• WHAT YOU SHOULD DO
Nothing but the lines below between the line holding "Target: beaded bracelet" and the line holding "indicate the denim", inclusive, should appear in the answer, each set down exactly.

START GIVEN INFORMATION

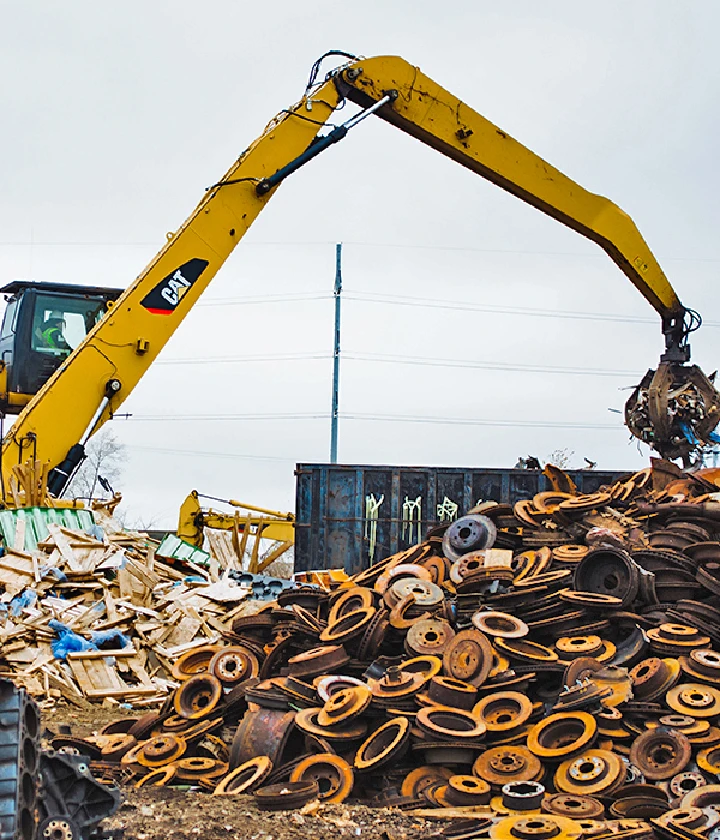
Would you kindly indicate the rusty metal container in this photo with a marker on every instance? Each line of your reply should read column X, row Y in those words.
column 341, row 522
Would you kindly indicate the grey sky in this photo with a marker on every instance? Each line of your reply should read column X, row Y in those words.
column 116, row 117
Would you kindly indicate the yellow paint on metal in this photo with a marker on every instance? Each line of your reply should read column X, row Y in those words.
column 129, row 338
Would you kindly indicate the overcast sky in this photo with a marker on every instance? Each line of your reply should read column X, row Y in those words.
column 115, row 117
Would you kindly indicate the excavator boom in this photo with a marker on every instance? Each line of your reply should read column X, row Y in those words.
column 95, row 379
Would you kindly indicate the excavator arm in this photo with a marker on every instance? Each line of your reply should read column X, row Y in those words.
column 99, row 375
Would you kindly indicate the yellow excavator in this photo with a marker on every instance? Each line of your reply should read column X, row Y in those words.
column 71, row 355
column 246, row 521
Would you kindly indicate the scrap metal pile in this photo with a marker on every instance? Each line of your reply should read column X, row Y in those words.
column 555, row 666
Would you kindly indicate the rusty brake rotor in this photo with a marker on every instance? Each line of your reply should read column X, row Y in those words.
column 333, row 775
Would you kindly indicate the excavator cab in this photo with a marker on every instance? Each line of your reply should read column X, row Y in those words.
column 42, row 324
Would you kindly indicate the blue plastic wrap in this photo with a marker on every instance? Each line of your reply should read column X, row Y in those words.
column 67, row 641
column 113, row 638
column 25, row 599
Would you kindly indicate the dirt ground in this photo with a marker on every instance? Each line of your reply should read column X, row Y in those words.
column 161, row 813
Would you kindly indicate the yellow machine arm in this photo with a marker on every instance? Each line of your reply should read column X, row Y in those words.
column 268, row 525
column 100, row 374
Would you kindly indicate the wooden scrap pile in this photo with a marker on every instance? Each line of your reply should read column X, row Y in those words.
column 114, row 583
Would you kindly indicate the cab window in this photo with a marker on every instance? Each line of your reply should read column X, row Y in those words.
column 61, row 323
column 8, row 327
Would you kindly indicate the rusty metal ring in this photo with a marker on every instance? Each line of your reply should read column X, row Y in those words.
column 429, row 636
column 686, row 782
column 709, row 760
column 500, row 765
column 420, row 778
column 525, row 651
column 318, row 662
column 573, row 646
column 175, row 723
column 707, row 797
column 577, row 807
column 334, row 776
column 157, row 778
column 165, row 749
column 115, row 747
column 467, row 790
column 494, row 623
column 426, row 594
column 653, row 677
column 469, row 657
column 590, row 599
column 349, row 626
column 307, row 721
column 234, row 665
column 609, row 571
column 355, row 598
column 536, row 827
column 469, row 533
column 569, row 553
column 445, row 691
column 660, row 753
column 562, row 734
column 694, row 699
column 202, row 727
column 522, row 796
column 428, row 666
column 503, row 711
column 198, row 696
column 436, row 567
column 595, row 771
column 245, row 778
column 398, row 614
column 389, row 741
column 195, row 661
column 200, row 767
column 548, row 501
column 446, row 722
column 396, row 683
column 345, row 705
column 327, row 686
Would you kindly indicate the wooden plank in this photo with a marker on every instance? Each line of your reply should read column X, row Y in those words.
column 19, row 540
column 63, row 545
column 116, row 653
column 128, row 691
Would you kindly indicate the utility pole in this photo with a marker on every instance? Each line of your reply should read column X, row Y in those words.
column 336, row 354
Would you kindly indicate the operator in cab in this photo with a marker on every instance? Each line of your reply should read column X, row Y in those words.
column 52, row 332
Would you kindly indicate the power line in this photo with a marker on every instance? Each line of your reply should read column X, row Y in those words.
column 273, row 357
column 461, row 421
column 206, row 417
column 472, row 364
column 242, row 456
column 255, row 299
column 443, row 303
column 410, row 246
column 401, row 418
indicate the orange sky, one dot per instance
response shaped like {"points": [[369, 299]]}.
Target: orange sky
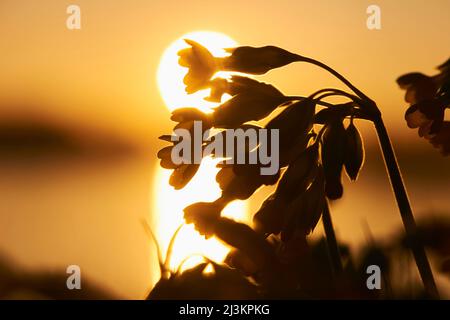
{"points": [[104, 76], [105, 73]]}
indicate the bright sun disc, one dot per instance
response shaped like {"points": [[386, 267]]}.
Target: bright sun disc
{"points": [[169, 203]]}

END GIVEN INFORMATION
START GIVEN INFORMATION

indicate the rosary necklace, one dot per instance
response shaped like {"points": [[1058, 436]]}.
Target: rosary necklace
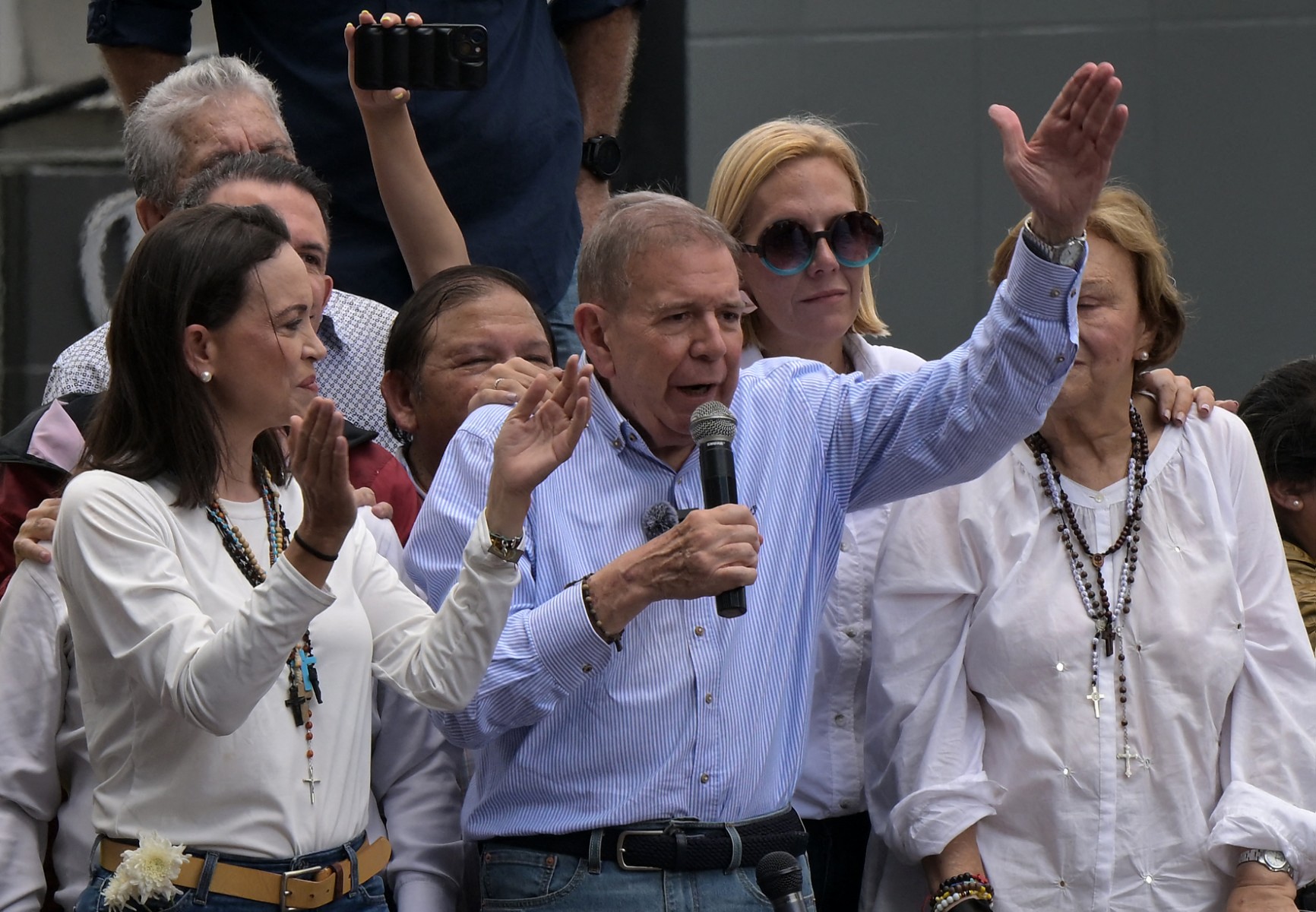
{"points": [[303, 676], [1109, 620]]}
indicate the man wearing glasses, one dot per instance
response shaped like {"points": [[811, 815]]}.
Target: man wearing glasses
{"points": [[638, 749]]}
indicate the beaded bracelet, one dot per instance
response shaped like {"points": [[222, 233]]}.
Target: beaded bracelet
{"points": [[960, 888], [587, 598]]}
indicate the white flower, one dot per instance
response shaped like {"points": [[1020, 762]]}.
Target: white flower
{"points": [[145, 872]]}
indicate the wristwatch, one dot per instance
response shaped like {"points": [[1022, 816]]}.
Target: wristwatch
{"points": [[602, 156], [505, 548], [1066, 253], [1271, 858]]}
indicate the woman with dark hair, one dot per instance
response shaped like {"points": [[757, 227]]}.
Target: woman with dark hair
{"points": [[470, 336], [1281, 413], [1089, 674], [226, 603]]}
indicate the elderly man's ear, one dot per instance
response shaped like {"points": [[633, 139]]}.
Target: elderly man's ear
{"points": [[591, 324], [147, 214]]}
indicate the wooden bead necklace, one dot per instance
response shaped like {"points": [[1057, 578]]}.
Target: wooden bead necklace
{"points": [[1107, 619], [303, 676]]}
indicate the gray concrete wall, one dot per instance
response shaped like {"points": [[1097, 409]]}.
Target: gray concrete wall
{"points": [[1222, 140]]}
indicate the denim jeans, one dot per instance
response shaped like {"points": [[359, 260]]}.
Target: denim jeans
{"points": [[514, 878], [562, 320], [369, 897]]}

END GIVEN INFORMATION
START GIVEN INFORMATION

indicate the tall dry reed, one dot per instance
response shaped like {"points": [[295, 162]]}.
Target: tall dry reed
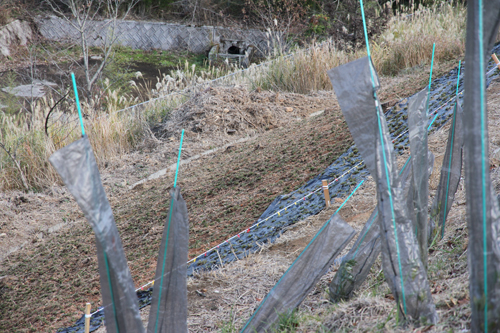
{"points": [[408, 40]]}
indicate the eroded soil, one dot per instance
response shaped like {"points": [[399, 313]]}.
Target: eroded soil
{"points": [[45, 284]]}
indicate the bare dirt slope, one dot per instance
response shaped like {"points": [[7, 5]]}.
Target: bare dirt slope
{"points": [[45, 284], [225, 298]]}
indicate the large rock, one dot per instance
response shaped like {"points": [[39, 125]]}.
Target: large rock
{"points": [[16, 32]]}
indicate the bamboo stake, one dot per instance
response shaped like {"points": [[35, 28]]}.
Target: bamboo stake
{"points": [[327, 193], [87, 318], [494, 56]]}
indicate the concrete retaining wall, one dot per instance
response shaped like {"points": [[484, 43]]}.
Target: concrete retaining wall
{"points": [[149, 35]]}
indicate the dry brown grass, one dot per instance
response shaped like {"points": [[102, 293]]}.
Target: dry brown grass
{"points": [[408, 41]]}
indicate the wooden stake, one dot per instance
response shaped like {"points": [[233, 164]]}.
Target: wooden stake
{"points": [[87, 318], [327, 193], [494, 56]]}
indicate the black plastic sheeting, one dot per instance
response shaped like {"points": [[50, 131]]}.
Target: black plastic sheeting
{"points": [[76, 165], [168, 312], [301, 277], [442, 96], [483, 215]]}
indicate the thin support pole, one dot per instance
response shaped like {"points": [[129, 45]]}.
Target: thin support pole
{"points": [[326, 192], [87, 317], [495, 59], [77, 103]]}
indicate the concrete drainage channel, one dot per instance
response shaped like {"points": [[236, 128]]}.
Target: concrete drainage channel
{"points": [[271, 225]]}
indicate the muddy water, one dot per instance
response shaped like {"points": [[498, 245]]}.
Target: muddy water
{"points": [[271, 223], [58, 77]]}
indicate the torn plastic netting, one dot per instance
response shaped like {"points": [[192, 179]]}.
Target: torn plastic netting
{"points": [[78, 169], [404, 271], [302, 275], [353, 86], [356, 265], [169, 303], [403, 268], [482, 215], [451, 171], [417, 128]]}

END GIVEN INFORMATION

• ANSWER SECTION
Target: beaded bracelet
{"points": [[960, 888], [587, 598]]}
indicate the white flower, one dot per instance
response shaped like {"points": [[1020, 762]]}.
Target: white flower
{"points": [[145, 872]]}
indicate the wristwatch, one dot per instance
response shaped like {"points": [[1022, 816]]}.
Target: wristwatch
{"points": [[602, 156], [505, 548], [1066, 253], [1271, 858]]}
indicate the woman with dark hair, one dot per instance
response shaped like {"points": [[757, 227]]}.
Target: woman with dark hair
{"points": [[470, 336], [1281, 413], [1089, 674], [226, 603]]}
indicate the elderly man's ear, one dot per instance
response shaped like {"points": [[633, 139]]}.
Target: elderly man's ear
{"points": [[591, 324], [147, 214]]}
indicate the wooden bead necklace, one dot per instance
response shaped like {"points": [[1057, 578]]}.
Target: wooden bead necklace
{"points": [[1107, 619], [303, 676]]}
indicate the gray concrete wall, one dot per instance
response shaped like {"points": [[1097, 409]]}.
Target: gray concrete wall
{"points": [[1222, 140]]}
indicate the denim jeans, one dot per instance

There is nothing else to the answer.